-------- Extracted text --------
For After Darkness Lê exhibited the powerful curatorial research-based series, Light and Belief: Sketches of Life from the Vietnam War (2012) that comprise a collection of drawings and watercolours produced by North Vietnamese soldiers during battle. Sketched in quiet moments, each vignette offers an insight into the hopes and anxieties of young men caught in a war beyond their control (12). The drawings do not depict battles but rather serve as mementos, personal reflections that reveal the individual’s longings and wants beyond the battlefields. Shown alongside these is a video of interviews that Lê conducted with the now elderly soldier artists. Speaking with passion tinged with loss, the reality of their experience—voices rarely heard in America—becomes emotively relatable. Far from the monstrous propaganda depicted by both sides, Lê’s curatorial assemblage enables viewers to identify with the humanity in the so-called enemy, thereby potentially recasting entrenched understandings of history. Through such a retelling Lê actively seeks to engage a more complex and meaningful understanding of history, one that not only interrogates the role of America in the Second Indochina War but also, and perhaps more importantly, the manner in which we remember.

While both SUNSHOWER and After Darkness represent important presentations of contemporary art from Southeast Asia, as cultural projects undertaken by important museums in Tokyo and New York they are themselves multilayered examinations of contemporary relations between Japan and the United States of America. Through their curatorial investigations of a diverse and dynamic region they present differing and valuable perspectives on complex historical relationships while at the same time look forward to futures built on collaborative understandings.

 

SUNSHOWER: Contemporary Art from Southeast Asia 1980s to Now, the National Art Center Tokyo and Mori Art Museum, 5 August – 23 October 2017

After Darkness: Southeast Asian Art in the Wake of History, Asia Society Museum, New York, 8 September 2017 – 21 January 2018

Notes

(1) Victor T. King, ‘Southeast Asia’ in Southeast Asia: a historical encyclopaedia from Angkor Wat to East Timor, edited by Ooi Keat Gin. (Santa Barbara, California: ABC Clio, 2004) 1232.

(2) While there were several treaties between Thailand and Japan throughout the Second World War, such as the short-lived 1940 Treaty between Thailand and Japan Concerning the Continuance of Friendly Relations and the Mutual Respect of Each Other’s Territorial Integrity, the following year’s treaty of mutual alliance that was written but not signed by or delivered to key parties meant that the façade of allegiance was little more than a less violent occupation. For access to the full text of the treaties and their contexts see: Douglas M. Gibler, International Military Alliances 1948-2008 (Washington D.C.: CQ Press, 2008).

(3) There are no confirmed numbers of deaths that were incurred as part of the Second Indochina War but estimates rangen up to 4,200,000 people lost their lives. For example, Death Tolls for the Mahor Wars and Atrocities of the Twentieth Century – The Vietnam War. Accessed 20 April 2018.

(4) Statement on the Mori Art Museum. Accessed 20 April 2018.

(5) ‘Foreword’ in Sunshower: contemporary art from Southeast Asia 1980 – now, ex. cat. (Tokyo: Heibonsha Ltd, 2017) 11.

(6) Mami Kataoka, ‘Sunshowers in Southeast Asia: a premise for an exhibition’ in Sunshower, op. cit, 276.

(7) Mark Salvatus quoted by Chloe Chu, ‘Serendipity and the streets: interview with Mark Salvatus’ in ArtAsiaPacific Blog, 16 October 2017. Accessed 20 April 2018.

(8) Ibid.

(9) Kataoka, op. cit., 276.

(9) Josette Sheeran, ‘President’s foreword’ in After darkness: Southeast Asian art in the wake of history, ex. cat. (New York: Asia Society, 2017) 6.

(11) Htein Lin, ‘Hands tell the story’. Accessed 20 April 2018.

(12) Caroline Turner and Jen Webb, ‘War violence and divided societies’ in Art and human rights: contemporary Asian context. (Oxford, U.K.: Oxford University Press, 2016) 101.
-------- Exercise data --------
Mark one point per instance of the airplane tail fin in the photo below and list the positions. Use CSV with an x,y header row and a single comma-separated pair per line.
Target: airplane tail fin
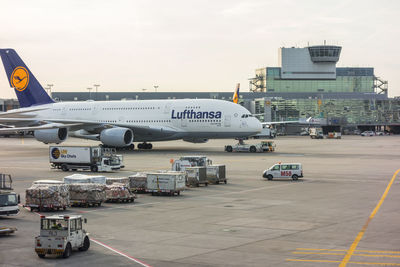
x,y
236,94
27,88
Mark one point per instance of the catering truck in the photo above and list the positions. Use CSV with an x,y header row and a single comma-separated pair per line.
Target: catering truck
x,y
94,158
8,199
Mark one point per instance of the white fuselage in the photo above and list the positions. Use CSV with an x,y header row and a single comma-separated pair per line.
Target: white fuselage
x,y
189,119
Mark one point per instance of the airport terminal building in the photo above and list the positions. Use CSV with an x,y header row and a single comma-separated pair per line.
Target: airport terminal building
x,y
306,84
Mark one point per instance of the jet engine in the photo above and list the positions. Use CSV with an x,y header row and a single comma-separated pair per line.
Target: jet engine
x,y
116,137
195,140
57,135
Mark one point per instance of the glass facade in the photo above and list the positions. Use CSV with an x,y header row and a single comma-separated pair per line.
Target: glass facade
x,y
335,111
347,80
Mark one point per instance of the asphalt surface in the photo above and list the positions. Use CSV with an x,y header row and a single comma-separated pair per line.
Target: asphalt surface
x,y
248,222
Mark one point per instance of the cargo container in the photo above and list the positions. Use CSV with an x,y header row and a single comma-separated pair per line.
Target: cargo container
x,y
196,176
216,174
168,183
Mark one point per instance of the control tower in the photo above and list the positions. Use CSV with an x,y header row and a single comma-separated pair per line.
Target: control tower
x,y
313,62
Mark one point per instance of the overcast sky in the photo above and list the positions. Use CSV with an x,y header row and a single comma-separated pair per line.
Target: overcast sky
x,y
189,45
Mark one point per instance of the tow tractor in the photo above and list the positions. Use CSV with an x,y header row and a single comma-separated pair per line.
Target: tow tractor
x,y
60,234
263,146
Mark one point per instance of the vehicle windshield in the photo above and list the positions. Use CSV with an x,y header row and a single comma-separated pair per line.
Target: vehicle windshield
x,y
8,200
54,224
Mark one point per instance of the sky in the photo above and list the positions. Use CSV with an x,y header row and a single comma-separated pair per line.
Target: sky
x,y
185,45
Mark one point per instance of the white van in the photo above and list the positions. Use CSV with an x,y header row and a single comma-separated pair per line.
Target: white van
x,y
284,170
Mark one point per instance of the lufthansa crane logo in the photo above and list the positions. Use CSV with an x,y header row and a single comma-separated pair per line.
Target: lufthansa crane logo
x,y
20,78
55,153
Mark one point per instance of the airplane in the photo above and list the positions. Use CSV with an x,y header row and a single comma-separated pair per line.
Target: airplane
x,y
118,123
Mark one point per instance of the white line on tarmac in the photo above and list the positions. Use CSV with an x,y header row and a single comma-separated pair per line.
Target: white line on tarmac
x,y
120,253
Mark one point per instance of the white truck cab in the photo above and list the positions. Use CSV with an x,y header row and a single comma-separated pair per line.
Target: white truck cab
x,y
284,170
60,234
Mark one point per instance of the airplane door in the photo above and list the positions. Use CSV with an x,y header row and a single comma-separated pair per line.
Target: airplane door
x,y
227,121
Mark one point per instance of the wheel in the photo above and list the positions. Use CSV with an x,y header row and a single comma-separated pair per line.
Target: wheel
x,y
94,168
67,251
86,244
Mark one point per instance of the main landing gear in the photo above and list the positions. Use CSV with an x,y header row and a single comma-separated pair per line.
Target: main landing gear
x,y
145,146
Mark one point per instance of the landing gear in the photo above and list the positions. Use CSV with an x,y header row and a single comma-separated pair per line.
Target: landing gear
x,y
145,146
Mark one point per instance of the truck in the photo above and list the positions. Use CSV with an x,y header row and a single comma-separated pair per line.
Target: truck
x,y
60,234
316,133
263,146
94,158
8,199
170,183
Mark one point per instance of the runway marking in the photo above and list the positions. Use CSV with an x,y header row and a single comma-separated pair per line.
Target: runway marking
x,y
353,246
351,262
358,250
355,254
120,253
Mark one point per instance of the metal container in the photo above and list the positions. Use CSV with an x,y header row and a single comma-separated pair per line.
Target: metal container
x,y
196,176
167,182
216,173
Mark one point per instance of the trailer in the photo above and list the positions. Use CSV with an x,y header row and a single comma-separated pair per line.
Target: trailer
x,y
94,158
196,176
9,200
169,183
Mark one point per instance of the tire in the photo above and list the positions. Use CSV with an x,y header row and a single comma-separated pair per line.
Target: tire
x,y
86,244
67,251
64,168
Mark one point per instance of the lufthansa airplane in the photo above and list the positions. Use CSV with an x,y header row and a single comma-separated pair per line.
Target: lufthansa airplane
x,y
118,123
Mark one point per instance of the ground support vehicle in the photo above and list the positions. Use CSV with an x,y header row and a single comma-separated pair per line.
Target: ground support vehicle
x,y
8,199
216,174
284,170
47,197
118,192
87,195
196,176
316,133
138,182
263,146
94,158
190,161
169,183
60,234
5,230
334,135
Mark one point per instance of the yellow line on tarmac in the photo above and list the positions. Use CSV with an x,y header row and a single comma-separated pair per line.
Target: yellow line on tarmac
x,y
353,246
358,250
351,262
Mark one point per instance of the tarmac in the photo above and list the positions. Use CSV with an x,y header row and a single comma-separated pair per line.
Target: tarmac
--------
Required work:
[A] Retype the part of the exhibition review starting at "(6) Mami Kataoka, ‘Sunshowers" and ending at "op. cit., 276.".
[B] Rewrite the paragraph of the exhibition review that begins "While both SUNSHOWER and After Darkness" as a shorter version that keeps its main facts.

Results in order:
[A]
(6) Mami Kataoka, ‘Sunshowers in Southeast Asia: a premise for an exhibition’ in Sunshower, op. cit, 276.

(7) Mark Salvatus quoted by Chloe Chu, ‘Serendipity and the streets: interview with Mark Salvatus’ in ArtAsiaPacific Blog, 16 October 2017. Accessed 20 April 2018.

(8) Ibid.

(9) Kataoka, op. cit., 276.

[B] SUNSHOWER and After Darkness are important presentations of contemporary Southeast Asian art. As projects of major museums in Tokyo and New York, they also examine present-day relations between Japan and the United States. By exploring a diverse and dynamic region, they offer differing, valuable perspectives on complex historical relationships and look toward futures built on collaborative understanding.